## Short problem
Write out the entries as a numbered list with blank lines omitted, from the first line through the line containing "[13,127,741,361]", inclusive.

>> begin Records for processing

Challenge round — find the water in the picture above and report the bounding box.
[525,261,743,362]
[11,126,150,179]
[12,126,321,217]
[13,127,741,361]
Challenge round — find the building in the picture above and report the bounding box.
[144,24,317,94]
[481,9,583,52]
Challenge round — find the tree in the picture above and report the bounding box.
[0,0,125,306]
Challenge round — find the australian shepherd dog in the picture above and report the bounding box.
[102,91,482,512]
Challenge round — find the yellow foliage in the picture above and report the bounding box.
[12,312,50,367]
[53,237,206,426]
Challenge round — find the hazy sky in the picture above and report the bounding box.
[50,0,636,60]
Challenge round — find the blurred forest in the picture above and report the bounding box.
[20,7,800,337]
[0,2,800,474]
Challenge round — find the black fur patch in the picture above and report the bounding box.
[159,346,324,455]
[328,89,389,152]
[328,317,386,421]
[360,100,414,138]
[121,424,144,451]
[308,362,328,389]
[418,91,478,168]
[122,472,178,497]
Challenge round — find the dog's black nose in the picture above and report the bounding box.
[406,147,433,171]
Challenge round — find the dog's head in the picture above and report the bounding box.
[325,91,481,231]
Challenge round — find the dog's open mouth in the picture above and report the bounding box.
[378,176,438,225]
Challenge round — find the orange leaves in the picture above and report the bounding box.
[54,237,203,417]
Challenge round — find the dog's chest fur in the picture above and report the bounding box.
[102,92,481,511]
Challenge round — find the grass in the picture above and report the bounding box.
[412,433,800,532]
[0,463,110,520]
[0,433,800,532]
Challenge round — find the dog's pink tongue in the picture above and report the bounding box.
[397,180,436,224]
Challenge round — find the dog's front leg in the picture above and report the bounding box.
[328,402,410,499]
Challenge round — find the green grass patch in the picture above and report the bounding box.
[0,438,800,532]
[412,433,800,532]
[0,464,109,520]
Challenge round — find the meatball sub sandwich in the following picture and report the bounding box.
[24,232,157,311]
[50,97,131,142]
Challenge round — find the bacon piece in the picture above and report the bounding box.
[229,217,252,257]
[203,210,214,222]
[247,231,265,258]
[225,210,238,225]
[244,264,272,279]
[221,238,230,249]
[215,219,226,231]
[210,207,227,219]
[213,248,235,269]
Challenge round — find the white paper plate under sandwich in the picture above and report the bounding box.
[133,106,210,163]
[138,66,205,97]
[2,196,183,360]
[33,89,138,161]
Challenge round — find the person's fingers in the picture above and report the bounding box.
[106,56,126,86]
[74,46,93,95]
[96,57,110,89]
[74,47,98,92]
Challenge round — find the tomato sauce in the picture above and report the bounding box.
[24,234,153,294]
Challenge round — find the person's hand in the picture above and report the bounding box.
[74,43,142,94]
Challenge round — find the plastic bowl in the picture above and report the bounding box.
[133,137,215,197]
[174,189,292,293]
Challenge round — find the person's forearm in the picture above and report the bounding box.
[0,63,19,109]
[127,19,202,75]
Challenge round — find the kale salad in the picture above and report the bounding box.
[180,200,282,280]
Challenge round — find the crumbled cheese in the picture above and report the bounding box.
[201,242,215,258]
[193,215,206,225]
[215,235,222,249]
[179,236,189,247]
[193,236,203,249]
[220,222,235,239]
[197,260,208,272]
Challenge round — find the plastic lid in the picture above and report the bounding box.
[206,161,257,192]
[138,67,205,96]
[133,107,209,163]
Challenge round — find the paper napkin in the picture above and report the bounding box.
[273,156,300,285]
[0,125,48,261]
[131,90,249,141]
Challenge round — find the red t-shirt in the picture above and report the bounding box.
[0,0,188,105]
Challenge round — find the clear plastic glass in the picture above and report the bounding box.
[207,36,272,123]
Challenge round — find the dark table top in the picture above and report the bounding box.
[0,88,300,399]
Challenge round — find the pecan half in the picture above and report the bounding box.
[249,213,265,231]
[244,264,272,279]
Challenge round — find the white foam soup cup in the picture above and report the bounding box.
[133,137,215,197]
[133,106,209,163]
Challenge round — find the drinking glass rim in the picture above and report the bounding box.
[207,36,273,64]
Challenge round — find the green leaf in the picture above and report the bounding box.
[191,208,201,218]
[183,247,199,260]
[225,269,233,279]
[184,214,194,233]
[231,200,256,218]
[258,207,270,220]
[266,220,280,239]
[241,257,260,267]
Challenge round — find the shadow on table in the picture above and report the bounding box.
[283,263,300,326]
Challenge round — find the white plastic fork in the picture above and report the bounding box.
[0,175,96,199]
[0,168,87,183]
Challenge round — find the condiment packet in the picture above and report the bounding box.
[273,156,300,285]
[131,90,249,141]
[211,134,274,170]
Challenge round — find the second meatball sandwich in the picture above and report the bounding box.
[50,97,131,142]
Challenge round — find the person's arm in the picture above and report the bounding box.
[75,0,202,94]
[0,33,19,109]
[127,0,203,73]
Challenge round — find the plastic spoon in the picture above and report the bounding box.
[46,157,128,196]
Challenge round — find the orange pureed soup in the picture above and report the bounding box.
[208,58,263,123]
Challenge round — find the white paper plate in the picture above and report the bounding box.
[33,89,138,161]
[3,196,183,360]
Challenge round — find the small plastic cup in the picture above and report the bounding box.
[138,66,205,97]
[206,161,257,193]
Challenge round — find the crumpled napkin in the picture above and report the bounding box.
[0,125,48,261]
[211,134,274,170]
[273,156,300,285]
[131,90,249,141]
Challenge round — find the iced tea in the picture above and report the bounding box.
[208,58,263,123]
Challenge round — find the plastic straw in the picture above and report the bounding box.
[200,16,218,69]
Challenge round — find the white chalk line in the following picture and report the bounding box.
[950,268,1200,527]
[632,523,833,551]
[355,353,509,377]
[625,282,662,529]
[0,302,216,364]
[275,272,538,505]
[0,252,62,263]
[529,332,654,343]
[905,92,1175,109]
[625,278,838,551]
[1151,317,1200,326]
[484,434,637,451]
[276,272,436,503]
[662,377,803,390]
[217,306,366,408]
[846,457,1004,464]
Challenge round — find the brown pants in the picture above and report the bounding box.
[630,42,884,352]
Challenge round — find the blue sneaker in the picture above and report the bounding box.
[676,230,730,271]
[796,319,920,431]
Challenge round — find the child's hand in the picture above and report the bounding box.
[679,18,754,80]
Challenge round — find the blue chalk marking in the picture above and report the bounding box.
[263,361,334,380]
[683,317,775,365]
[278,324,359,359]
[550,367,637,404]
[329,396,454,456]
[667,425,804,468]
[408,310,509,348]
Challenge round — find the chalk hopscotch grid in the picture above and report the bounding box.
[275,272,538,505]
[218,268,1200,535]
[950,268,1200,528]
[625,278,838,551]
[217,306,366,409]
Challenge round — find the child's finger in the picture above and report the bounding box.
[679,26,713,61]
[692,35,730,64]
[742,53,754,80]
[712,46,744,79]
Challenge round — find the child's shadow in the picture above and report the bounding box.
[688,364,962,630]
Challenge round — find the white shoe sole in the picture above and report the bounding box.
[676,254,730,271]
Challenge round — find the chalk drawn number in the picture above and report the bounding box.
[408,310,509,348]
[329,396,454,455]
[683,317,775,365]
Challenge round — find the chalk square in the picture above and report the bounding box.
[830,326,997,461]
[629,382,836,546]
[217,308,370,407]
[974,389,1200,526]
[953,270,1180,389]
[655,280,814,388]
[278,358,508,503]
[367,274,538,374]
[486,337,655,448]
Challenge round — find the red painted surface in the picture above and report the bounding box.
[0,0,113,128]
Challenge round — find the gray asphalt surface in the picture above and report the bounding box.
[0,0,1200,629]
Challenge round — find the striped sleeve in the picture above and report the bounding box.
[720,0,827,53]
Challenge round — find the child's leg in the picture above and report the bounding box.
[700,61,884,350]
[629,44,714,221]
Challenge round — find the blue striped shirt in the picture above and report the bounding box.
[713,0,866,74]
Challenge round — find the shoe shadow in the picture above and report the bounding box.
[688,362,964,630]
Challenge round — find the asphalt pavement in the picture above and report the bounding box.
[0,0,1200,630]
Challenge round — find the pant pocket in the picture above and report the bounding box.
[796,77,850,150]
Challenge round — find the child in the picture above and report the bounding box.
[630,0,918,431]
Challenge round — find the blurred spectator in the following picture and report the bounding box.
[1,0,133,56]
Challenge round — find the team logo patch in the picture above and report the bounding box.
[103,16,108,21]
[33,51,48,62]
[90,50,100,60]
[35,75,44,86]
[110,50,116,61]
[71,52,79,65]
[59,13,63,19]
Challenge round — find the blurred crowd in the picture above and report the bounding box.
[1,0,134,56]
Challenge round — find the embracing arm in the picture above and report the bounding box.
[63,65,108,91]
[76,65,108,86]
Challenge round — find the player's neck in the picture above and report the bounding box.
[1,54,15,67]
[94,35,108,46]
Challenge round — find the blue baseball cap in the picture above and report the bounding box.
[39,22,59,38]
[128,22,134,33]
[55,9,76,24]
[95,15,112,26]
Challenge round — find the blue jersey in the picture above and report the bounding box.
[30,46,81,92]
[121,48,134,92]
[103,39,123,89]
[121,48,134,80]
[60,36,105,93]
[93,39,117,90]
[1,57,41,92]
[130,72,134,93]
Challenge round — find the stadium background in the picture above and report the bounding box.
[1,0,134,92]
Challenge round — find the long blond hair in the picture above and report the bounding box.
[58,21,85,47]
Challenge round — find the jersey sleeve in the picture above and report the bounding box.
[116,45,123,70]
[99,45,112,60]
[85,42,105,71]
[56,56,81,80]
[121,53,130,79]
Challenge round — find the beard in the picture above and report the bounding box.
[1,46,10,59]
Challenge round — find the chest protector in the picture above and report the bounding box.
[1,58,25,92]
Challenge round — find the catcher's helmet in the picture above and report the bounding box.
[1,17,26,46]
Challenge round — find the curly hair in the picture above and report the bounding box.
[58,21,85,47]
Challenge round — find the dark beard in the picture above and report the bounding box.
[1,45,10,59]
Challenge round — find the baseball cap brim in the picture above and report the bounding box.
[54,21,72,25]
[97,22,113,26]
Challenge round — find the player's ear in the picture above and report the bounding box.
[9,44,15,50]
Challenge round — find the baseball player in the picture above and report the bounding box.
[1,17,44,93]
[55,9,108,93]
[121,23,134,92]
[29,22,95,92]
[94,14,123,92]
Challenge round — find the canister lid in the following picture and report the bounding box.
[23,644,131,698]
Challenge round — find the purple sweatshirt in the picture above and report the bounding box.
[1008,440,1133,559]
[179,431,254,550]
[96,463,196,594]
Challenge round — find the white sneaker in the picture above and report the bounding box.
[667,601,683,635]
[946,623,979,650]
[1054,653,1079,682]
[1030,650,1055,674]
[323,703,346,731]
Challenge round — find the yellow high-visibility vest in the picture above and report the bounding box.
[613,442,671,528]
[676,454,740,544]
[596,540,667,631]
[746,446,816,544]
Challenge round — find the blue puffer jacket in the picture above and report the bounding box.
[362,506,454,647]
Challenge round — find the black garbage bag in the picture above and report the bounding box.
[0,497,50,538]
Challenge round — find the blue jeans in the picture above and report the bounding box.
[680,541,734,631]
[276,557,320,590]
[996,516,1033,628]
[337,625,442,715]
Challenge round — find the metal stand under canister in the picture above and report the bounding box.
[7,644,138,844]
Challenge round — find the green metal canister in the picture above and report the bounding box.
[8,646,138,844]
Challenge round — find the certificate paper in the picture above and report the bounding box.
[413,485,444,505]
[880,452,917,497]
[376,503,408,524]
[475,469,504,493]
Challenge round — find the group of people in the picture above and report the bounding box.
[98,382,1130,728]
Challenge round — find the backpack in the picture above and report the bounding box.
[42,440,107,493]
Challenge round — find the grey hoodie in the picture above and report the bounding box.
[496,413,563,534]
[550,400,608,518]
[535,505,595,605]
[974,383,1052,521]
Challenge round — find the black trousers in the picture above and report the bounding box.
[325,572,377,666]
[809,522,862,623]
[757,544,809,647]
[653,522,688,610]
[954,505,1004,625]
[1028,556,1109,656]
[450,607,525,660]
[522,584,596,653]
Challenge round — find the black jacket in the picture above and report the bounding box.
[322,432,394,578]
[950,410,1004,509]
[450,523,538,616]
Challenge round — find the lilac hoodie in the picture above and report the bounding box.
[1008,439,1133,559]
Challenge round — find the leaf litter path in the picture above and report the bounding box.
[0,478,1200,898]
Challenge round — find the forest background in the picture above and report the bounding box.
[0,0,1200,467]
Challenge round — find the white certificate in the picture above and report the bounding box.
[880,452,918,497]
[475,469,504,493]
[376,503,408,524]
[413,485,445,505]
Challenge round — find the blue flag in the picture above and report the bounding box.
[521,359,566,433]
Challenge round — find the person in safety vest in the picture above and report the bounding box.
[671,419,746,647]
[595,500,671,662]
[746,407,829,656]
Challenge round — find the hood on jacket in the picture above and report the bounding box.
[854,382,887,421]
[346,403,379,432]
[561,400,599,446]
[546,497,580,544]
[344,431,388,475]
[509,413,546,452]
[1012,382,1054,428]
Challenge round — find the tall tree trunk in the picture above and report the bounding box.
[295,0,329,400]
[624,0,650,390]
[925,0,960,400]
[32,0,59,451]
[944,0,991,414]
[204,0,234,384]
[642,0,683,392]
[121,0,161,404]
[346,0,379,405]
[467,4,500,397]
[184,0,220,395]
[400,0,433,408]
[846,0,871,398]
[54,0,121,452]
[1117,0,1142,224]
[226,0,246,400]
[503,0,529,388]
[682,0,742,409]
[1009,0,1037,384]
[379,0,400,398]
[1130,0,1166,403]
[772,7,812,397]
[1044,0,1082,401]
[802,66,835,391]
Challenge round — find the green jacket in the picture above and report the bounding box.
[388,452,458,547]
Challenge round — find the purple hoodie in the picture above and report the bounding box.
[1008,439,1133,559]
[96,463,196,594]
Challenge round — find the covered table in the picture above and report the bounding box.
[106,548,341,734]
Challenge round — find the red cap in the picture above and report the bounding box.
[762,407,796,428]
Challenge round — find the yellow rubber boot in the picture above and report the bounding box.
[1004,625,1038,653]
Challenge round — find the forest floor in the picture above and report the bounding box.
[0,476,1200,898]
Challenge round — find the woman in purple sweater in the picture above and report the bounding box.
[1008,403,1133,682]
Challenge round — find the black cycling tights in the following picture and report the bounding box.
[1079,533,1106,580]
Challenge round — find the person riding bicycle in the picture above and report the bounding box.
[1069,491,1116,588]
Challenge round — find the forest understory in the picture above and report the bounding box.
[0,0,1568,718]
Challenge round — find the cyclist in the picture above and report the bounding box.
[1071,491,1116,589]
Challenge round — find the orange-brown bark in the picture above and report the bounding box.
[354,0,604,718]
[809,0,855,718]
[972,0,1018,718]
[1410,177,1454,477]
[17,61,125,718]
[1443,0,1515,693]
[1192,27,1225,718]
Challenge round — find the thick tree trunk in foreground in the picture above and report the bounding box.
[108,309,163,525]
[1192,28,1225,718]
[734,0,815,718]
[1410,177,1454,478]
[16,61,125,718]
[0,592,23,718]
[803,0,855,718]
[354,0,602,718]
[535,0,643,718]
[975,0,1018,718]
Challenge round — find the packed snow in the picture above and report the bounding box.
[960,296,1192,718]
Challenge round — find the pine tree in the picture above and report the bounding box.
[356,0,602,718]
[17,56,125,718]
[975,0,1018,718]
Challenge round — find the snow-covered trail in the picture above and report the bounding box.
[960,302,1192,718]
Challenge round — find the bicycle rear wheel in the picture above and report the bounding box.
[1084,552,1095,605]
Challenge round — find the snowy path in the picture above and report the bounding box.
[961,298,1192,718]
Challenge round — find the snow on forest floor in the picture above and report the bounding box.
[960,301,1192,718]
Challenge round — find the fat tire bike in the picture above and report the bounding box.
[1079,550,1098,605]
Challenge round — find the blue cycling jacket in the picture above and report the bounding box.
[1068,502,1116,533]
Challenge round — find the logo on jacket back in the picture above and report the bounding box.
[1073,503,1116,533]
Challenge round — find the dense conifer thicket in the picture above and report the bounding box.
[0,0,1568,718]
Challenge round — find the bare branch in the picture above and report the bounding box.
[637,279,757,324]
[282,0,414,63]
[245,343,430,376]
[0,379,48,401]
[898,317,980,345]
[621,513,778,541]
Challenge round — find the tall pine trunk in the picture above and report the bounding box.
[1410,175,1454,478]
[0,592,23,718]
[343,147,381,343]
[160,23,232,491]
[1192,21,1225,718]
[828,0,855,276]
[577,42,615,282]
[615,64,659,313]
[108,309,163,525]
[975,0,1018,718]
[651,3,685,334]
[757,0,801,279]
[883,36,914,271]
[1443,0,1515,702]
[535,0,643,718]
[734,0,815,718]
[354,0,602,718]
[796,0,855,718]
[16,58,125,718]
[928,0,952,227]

>> end Records for processing

## Complete output
1. Challenge round — find the water in the picture above and report the bounding box.
2. [525,261,743,362]
3. [11,126,150,179]
4. [12,126,321,217]
5. [13,127,741,361]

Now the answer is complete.